PROBLEM TO WORK ON — Print every line from the one containing "Note to the class: identify the silhouetted" down to the final line of the items below, copying each one without any change.

PROVIDED ENTRIES —
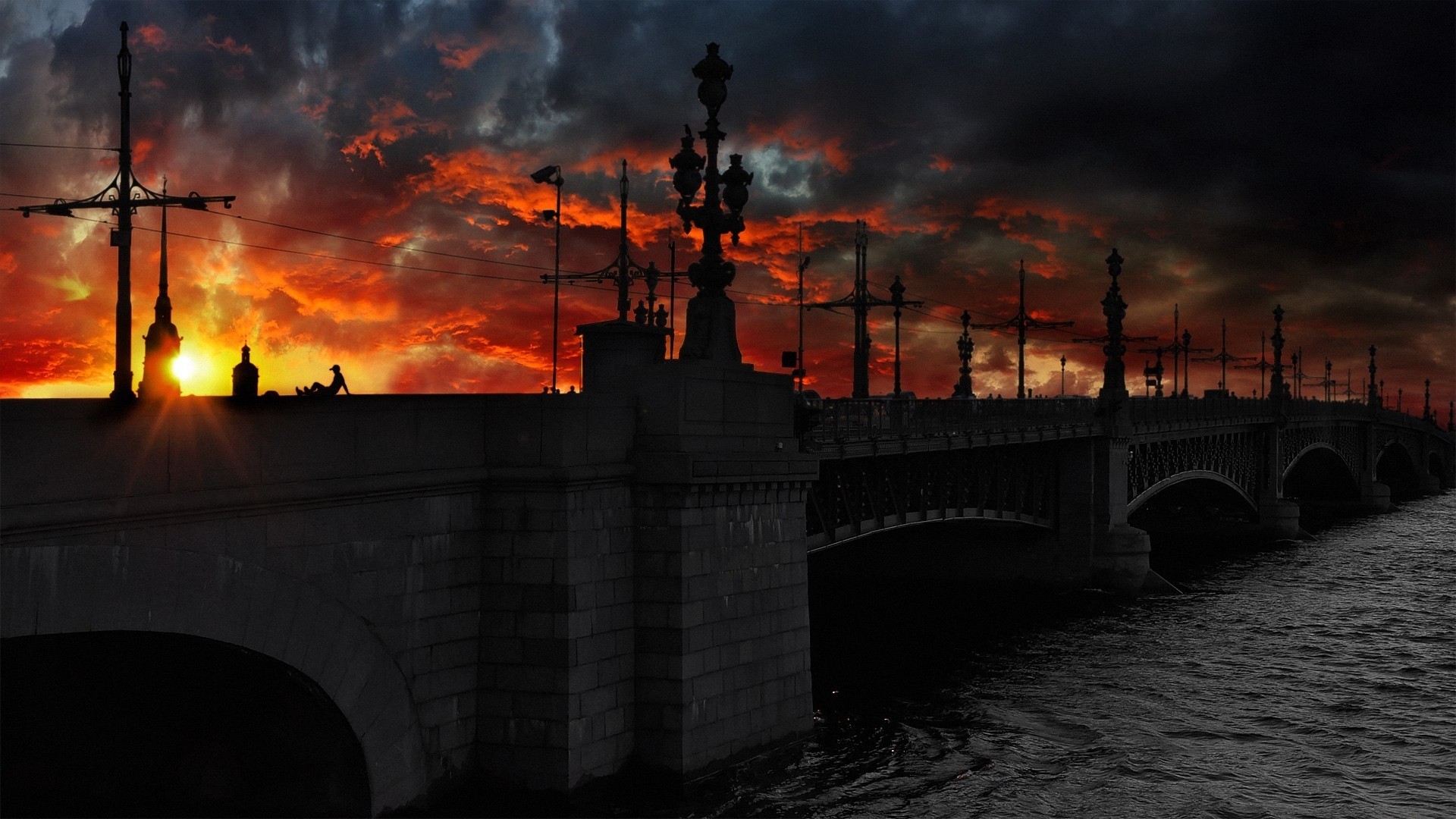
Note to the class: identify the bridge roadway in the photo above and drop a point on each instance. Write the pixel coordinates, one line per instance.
(533, 591)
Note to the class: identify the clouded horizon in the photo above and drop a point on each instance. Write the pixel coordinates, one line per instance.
(1237, 155)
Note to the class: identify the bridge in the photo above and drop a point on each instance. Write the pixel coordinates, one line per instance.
(536, 591)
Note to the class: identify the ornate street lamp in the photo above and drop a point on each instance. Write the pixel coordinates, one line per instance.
(124, 188)
(897, 297)
(1375, 397)
(551, 175)
(1277, 390)
(711, 330)
(965, 346)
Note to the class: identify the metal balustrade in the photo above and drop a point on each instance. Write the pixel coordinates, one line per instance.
(839, 420)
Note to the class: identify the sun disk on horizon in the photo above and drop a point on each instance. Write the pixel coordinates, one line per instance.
(182, 368)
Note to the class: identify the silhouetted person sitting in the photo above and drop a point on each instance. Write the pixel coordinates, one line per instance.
(332, 390)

EXERCISE ANSWER —
Note to the class: identify the silhouetted person sitting in the photo above and drop a point on each instance. Write the pixel coordinates, one line per instance.
(332, 390)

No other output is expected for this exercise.